● VOTRE TRAVAIL:
(a) Dans l'extrait sur Nymphomaniac, quel acteur interprète le professeur Seligman ?
(b) Recopiez mot pour mot le passage de l'extrait sur Nymphomaniac qui commence par « Cette stratégie publicitaire » et se poursuit jusqu'à « en octobre 2014. ».

● EXTRAIT À LIRE:

__________

Cette stratégie publicitaire n’est, chez lui, pas nouvelle. Ses détracteurs considèrent même que depuis une vingtaine d’années (Les idiots ? Dogville ?), elle lui tient lieu d’unique programme. Enfin, la sortie du film en salles en deux volumes et la censure consentie par Lars von Trier pour passer d’une version explicite de 5h30 (présentée à Berlin) à celle de 4h (qui sort ces jours-ci en DVD) compliquent encore un peu plus le problème, et assignent au spectateur la position d’une vache à lait devant payer quatre fois sa place pour pouvoir découvrir la version complète du film. Idem pour la sortie vidéo morcelée et confusante : sortie du DVD du volume 1 le 5 mai et du volume 2 le 3 juin. 3 juin, soit la date de sortie également du coffret complet en Blu-Ray. Et pour la version longue non censurée des deux films, il faudra encore attendre l'édition Collector annoncée en octobre 2014.
Que raconte Nymphomaniac ? Le film est‑il à la hauteur des attentes ? Comme toujours chez Lars von Trier, la provocation n’est pas loin, mais pas là où on le croit : passé un écran noir d’une minute et trente secondes ‑manière pour lui de nous dire que finalement, il n’y aura rien à voir‑ le film s’ouvre sur le corps cabossé d’une jeune femme, Joe (Charlotte Gainsbourg), bientôt recueillie par Seligman, un professeur vieillissant (Stellan Skarsgård). Que s’est‑il passé ? Comment en est‑elle arrivée là ? Qui est elle ? Toutes ces questions feront l’objet d’une gigantesque séance (et dispositif) d’explication et de fiction : de l’enfance à l’âge adulte, le film empile les flashbacks sur différents épisodes de la vie de Joe, nymphomane patentée qui vit son « anormalité » comme un problème, voire comme une malédiction dont elle finira, dans le volume 2, par vouloir se guérir.

__________

● SECTION DES DONNÉES:
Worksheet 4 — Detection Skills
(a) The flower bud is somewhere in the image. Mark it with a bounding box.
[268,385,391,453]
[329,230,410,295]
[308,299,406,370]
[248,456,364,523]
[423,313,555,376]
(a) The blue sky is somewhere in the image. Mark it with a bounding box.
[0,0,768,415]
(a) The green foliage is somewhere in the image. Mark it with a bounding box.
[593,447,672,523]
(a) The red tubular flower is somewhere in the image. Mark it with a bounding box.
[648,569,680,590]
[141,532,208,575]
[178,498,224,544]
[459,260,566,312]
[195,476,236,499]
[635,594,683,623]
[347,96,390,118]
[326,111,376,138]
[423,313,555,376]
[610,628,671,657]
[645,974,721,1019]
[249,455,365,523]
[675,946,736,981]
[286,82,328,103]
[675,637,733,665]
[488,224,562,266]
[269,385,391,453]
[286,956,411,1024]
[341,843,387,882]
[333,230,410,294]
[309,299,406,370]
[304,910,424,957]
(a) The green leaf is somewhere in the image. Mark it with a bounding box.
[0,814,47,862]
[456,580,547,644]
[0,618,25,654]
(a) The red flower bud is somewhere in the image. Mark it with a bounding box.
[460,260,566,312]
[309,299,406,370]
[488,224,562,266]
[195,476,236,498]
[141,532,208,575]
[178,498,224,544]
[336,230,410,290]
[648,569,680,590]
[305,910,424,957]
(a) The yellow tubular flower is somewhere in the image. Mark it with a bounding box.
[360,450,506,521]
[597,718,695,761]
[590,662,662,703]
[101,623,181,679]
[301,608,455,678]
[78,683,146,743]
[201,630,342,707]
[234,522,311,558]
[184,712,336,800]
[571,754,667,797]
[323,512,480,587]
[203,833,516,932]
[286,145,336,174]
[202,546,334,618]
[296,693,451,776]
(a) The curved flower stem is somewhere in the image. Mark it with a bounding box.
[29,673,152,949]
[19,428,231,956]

__________

● CORRIGÉ DES TÂCHES:
(a) Stellan Skarsgård.

(b)
Cette stratégie publicitaire n’est, chez lui, pas nouvelle. Ses détracteurs considèrent même que depuis une vingtaine d’années (Les idiots ? Dogville ?), elle lui tient lieu d’unique programme. Enfin, la sortie du film en salles en deux volumes et la censure consentie par Lars von Trier pour passer d’une version explicite de 5h30 (présentée à Berlin) à celle de 4h (qui sort ces jours-ci en DVD) compliquent encore un peu plus le problème, et assignent au spectateur la position d’une vache à lait devant payer quatre fois sa place pour pouvoir découvrir la version complète du film. Idem pour la sortie vidéo morcelée et confusante : sortie du DVD du volume 1 le 5 mai et du volume 2 le 3 juin. 3 juin, soit la date de sortie également du coffret complet en Blu-Ray. Et pour la version longue non censurée des deux films, il faudra encore attendre l'édition Collector annoncée en octobre 2014.